Entries provided:
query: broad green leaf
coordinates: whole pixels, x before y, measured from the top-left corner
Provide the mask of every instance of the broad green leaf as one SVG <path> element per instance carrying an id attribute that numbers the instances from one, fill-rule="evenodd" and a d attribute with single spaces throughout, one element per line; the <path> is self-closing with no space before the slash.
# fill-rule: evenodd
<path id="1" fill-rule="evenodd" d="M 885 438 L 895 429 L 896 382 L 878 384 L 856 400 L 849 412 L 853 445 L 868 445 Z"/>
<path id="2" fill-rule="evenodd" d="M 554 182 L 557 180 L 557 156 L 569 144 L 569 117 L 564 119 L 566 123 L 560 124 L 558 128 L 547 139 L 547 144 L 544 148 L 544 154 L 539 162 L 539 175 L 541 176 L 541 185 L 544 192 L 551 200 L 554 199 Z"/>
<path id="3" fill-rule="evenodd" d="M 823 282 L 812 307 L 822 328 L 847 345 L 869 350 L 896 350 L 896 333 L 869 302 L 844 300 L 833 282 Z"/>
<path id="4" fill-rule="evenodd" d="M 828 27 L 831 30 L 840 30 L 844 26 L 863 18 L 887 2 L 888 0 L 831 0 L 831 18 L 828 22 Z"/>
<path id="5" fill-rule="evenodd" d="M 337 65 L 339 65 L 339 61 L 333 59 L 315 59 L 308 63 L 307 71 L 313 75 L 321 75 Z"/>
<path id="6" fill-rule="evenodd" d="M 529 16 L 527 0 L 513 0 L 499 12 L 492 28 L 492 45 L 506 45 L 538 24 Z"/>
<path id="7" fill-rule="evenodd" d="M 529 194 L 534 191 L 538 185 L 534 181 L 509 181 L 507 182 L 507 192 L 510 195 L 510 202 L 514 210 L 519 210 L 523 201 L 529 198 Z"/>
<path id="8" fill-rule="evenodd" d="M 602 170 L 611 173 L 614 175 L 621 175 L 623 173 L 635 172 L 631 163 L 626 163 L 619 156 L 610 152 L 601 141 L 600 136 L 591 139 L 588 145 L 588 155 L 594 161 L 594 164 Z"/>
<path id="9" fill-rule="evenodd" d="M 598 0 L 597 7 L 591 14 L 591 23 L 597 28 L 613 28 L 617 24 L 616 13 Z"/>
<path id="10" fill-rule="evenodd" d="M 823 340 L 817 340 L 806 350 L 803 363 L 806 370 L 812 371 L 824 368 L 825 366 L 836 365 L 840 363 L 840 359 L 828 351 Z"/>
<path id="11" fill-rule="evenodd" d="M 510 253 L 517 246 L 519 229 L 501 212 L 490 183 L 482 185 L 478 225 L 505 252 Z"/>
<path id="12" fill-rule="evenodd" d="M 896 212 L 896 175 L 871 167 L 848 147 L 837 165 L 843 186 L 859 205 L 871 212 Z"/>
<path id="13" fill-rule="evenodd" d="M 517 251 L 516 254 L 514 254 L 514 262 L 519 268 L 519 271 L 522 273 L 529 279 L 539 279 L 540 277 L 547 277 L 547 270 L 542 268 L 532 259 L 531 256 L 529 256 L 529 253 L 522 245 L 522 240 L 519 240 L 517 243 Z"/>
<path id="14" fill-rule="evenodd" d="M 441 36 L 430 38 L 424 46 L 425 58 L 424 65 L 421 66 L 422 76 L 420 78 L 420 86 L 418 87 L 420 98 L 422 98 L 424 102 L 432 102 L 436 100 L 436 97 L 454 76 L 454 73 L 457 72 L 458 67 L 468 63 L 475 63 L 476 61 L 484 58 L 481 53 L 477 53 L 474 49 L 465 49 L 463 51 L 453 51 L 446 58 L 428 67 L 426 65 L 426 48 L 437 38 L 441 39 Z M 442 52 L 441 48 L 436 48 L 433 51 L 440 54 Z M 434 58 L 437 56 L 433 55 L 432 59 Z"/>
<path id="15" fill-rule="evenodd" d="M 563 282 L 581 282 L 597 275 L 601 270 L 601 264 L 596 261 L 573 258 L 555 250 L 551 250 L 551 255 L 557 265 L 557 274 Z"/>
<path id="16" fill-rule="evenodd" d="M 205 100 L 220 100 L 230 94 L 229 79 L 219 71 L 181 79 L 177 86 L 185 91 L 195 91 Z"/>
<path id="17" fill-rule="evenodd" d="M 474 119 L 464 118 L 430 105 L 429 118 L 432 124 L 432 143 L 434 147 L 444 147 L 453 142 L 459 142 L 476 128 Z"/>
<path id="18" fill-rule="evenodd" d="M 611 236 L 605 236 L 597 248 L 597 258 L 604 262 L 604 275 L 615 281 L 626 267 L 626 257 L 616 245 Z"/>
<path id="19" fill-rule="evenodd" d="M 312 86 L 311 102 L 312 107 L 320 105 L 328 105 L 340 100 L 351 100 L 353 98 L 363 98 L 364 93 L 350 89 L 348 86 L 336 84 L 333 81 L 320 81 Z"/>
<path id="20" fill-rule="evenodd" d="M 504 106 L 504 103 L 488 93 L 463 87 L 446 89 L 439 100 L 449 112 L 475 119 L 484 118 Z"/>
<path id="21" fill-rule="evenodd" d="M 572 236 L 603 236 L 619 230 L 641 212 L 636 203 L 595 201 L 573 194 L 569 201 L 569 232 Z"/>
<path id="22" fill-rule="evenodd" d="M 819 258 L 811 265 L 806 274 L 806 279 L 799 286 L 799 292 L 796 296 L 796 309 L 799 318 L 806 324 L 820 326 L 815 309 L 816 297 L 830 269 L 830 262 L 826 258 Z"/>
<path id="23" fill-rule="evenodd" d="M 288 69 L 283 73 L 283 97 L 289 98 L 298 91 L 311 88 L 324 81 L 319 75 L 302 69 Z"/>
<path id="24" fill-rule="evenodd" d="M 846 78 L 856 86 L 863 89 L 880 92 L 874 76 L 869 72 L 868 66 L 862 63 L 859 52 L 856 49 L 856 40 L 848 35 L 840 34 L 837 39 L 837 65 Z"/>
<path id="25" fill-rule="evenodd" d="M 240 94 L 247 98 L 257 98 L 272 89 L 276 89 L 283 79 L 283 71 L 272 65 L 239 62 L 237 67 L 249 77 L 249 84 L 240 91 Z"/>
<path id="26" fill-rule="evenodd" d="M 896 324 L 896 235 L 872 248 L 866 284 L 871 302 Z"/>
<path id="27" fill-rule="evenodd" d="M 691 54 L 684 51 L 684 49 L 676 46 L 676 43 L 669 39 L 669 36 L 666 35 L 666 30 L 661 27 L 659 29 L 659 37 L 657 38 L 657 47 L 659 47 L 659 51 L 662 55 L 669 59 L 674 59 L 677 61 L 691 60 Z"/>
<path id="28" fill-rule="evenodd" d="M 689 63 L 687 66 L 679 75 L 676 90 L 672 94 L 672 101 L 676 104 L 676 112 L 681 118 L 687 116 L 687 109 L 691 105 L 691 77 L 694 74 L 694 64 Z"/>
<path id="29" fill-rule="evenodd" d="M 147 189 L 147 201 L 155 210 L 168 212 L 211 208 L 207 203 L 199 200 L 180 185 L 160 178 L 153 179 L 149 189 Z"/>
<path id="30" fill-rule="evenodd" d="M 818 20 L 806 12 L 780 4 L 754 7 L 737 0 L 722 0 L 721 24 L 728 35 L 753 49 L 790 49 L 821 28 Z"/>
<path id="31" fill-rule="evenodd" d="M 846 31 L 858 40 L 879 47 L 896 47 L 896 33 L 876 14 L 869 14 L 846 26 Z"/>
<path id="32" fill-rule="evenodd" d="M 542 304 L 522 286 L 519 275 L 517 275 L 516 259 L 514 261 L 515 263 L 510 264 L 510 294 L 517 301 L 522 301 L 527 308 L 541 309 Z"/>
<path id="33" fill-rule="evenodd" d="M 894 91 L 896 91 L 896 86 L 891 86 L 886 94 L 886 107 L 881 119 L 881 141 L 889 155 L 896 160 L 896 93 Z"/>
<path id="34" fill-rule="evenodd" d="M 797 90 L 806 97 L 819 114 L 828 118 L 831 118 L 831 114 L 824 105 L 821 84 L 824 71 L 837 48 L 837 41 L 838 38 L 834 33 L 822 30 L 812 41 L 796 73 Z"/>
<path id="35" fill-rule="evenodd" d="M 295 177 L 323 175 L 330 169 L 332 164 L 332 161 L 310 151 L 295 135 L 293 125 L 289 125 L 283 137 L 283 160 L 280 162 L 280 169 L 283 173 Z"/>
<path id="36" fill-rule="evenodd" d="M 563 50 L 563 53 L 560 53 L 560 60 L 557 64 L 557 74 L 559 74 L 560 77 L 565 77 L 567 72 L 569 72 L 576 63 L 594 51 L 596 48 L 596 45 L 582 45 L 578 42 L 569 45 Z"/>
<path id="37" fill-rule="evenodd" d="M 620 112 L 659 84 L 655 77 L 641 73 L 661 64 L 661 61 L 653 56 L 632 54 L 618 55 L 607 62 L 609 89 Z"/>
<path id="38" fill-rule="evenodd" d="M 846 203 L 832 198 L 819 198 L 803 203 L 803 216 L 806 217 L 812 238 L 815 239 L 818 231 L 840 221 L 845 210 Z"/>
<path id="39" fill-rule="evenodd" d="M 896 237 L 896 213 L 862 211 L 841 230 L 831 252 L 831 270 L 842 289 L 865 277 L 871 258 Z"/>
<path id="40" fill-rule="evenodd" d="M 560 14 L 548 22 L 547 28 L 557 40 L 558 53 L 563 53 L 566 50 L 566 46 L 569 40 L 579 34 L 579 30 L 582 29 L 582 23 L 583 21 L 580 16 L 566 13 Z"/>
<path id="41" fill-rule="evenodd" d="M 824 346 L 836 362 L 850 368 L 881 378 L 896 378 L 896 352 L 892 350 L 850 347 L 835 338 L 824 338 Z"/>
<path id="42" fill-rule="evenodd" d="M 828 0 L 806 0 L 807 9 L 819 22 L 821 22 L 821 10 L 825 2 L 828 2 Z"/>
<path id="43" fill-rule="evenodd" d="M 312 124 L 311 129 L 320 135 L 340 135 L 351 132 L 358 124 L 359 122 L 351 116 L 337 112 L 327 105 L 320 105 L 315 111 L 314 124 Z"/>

Exercise objective: Please copy the items from the beginning up to and including the line with "598 0 L 597", and swap "broad green leaf" for "wide green leaf" while leaving everything else unchanged.

Solution for this problem:
query: wide green leaf
coordinates: whole pixels, x before y, measured from the top-left corner
Provide the mask of every instance of the wide green leaf as one SVG <path> element per instance carrying an id attribute that numbers the instances from one, fill-rule="evenodd" and a d attribute with single spaces throughout, one element per line; the <path> is self-closing with no space before the slash.
# fill-rule: evenodd
<path id="1" fill-rule="evenodd" d="M 885 438 L 895 429 L 896 382 L 878 384 L 856 400 L 849 412 L 853 445 L 868 445 Z"/>
<path id="2" fill-rule="evenodd" d="M 554 182 L 557 180 L 557 156 L 569 144 L 569 117 L 564 119 L 566 123 L 560 124 L 558 128 L 547 139 L 547 144 L 544 148 L 544 154 L 539 162 L 539 175 L 541 176 L 541 185 L 544 192 L 551 200 L 554 199 Z"/>
<path id="3" fill-rule="evenodd" d="M 823 282 L 812 307 L 822 328 L 847 345 L 869 350 L 896 350 L 896 333 L 869 302 L 844 300 L 833 282 Z"/>
<path id="4" fill-rule="evenodd" d="M 828 27 L 831 30 L 840 30 L 844 26 L 863 18 L 887 2 L 888 0 L 831 0 L 831 18 L 828 22 Z"/>
<path id="5" fill-rule="evenodd" d="M 337 65 L 339 65 L 339 61 L 333 59 L 315 59 L 308 63 L 307 71 L 313 75 L 321 75 Z"/>
<path id="6" fill-rule="evenodd" d="M 529 16 L 527 0 L 513 0 L 499 12 L 492 28 L 492 45 L 506 45 L 538 24 Z"/>
<path id="7" fill-rule="evenodd" d="M 529 194 L 534 191 L 538 185 L 534 181 L 509 181 L 507 182 L 507 192 L 510 195 L 510 202 L 514 210 L 519 210 L 523 201 L 529 198 Z"/>
<path id="8" fill-rule="evenodd" d="M 602 170 L 611 173 L 614 175 L 621 175 L 623 173 L 635 172 L 631 163 L 626 163 L 619 156 L 610 152 L 601 141 L 600 136 L 591 139 L 588 145 L 588 155 L 594 161 L 594 164 Z"/>
<path id="9" fill-rule="evenodd" d="M 598 0 L 597 7 L 591 14 L 591 23 L 597 28 L 613 28 L 617 24 L 616 13 Z"/>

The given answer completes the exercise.